Could you copy each of the records below word for word, changing nothing?

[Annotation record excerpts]
^^^^^^^^^^^^^^^^

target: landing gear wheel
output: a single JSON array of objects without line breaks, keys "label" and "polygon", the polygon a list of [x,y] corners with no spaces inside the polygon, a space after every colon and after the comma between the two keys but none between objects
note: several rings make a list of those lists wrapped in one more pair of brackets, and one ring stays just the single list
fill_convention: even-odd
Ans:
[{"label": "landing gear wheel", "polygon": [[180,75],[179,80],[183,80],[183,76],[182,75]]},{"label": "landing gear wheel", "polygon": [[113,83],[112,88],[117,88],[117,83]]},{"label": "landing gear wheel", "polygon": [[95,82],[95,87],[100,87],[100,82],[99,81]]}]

^^^^^^^^^^^^^^^^

# CORRECT ANSWER:
target: landing gear wheel
output: a single JSON array of objects without line breaks, keys "label" and "polygon", the polygon a list of [x,y] corners with no spaces inside the polygon, a space after every colon and after the comma between the two keys but none between objects
note: several rings make a list of those lists wrapped in one more pair of brackets, and one ring stays just the single list
fill_convention: even-odd
Ans:
[{"label": "landing gear wheel", "polygon": [[180,75],[179,80],[183,80],[183,76],[182,75]]},{"label": "landing gear wheel", "polygon": [[113,83],[112,88],[117,88],[117,83]]},{"label": "landing gear wheel", "polygon": [[95,82],[95,87],[100,87],[100,82],[99,81]]}]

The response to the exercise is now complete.